• _Problem details_: Pull out each line of the items below that contains the word "every", copying those lines in full.
[Data to use start]
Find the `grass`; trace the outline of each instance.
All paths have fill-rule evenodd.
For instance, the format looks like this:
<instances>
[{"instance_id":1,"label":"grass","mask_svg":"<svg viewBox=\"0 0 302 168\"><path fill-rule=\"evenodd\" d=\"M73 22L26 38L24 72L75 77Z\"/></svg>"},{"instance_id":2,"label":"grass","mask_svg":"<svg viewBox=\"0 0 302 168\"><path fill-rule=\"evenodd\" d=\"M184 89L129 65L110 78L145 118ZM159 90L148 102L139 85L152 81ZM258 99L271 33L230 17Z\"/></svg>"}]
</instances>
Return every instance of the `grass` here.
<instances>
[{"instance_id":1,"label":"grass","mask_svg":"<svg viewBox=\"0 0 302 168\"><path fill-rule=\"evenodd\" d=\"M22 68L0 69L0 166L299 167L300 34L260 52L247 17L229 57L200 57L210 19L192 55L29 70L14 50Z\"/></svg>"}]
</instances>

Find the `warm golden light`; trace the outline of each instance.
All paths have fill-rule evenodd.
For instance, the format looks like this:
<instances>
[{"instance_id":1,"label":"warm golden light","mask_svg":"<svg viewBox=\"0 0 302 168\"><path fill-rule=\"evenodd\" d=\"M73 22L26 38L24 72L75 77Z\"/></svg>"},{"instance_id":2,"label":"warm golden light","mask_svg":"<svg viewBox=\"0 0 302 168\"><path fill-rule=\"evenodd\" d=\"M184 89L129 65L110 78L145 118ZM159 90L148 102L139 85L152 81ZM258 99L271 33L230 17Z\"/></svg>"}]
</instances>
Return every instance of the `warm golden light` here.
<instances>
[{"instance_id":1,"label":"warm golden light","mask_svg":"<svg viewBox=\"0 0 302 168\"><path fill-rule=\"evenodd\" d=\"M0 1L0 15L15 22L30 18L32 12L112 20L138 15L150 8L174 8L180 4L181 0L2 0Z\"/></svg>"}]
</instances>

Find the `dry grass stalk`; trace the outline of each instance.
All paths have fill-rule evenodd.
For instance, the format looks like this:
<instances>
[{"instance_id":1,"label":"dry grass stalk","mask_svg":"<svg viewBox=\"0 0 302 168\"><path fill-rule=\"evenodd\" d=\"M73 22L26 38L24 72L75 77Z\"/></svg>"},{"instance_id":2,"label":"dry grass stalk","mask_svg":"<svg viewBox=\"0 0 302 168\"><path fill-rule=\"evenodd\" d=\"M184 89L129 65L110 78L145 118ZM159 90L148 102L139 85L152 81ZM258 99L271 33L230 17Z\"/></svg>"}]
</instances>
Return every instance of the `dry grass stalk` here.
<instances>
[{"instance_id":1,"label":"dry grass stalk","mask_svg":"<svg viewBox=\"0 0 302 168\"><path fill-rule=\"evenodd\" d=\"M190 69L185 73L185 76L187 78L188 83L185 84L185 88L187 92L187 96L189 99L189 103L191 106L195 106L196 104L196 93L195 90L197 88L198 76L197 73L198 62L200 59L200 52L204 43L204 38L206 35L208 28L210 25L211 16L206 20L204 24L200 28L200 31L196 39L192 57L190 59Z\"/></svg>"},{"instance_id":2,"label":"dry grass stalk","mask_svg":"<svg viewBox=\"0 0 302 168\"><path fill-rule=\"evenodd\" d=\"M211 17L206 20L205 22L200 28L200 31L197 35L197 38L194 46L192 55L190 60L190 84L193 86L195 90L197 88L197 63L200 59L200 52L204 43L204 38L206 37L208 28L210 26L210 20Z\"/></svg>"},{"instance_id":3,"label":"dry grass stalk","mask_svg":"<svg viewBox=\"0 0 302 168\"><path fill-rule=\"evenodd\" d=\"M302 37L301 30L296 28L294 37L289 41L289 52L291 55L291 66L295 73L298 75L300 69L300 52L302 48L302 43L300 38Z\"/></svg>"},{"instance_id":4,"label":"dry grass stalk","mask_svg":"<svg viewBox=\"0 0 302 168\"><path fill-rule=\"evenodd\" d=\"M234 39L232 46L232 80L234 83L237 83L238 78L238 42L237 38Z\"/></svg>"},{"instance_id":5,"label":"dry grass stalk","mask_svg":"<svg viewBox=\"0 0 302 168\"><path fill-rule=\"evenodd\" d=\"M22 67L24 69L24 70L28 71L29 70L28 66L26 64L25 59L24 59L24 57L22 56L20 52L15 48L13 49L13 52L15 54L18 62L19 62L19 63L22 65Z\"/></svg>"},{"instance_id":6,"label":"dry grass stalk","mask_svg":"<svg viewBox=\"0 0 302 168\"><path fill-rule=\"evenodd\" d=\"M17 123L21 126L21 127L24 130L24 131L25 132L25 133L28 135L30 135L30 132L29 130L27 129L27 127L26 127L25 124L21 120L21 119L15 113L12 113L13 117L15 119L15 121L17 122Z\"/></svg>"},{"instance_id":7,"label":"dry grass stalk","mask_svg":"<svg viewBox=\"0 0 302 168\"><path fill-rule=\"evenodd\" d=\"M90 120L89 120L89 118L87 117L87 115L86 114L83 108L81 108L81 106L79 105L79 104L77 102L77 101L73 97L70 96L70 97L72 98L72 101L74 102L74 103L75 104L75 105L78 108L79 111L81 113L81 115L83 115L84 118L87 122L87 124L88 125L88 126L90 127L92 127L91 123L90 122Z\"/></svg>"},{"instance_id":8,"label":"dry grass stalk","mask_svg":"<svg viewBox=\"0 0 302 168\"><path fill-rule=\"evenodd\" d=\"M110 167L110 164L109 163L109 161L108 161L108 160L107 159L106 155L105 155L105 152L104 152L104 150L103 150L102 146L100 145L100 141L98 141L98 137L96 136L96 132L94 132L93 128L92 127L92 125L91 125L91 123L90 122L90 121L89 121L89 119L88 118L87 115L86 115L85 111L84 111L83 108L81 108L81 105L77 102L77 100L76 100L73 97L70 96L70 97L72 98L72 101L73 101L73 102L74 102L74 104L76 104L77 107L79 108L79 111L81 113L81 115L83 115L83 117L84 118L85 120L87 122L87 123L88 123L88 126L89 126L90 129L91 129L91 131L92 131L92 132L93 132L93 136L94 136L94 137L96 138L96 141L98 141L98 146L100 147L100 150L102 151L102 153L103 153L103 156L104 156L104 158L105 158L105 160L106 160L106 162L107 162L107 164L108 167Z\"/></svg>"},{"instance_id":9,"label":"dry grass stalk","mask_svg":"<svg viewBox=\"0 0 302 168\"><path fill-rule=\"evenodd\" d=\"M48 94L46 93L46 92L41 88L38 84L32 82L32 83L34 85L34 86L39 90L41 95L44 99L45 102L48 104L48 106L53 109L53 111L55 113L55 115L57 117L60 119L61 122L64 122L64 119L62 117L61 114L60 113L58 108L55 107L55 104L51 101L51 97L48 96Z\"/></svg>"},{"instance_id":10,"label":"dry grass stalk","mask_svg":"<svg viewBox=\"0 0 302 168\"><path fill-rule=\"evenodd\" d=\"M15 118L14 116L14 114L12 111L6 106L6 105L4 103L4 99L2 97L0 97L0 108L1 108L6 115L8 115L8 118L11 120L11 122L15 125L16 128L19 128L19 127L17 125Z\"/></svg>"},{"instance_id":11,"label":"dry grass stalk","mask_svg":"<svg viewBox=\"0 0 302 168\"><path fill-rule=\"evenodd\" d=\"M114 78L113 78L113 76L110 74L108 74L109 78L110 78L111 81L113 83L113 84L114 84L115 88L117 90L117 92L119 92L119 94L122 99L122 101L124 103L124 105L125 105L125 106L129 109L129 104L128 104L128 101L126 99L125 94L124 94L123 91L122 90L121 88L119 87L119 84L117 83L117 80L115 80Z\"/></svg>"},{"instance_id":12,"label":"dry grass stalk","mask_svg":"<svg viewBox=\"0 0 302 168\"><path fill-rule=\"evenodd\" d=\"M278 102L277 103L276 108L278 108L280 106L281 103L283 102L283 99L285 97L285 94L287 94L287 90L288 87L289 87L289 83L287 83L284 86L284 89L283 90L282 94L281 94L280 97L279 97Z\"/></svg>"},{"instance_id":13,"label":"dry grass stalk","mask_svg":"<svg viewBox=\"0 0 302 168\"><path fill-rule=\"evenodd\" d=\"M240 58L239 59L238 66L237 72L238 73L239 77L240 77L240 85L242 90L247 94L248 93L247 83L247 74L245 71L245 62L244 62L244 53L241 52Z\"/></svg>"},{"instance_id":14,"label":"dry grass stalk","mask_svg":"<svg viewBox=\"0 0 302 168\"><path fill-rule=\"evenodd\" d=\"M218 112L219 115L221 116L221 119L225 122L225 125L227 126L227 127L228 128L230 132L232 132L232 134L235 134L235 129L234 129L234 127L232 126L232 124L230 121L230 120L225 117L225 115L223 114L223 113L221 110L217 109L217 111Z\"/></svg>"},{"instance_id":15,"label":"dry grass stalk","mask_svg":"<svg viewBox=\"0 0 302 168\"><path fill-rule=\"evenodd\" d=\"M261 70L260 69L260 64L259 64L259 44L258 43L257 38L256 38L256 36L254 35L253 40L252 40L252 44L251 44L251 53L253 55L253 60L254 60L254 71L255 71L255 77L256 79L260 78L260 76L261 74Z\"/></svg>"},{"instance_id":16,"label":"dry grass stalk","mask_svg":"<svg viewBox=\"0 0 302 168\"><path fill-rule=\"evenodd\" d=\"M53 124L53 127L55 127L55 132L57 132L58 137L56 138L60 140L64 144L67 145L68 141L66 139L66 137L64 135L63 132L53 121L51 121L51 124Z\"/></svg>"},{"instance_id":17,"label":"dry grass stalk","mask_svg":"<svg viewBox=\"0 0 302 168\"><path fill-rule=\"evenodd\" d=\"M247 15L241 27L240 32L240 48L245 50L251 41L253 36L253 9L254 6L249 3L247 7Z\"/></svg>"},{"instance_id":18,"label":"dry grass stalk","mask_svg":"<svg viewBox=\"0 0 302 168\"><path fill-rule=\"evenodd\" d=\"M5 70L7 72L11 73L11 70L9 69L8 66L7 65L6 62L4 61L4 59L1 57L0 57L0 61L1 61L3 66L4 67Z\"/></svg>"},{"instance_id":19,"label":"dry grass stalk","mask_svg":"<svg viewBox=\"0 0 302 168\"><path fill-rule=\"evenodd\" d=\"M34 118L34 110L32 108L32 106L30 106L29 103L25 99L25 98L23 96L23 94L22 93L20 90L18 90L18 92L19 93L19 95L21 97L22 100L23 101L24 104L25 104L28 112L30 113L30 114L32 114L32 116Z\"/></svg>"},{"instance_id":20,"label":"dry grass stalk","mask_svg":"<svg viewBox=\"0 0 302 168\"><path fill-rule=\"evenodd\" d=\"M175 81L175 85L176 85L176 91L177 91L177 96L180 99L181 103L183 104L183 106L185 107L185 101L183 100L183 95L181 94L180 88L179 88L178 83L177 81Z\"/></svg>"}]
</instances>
[Data to use end]
• _Task answer_:
Return every instance of the `grass` here.
Return every instance of the `warm golden light` here.
Return every instance of the `dry grass stalk` here.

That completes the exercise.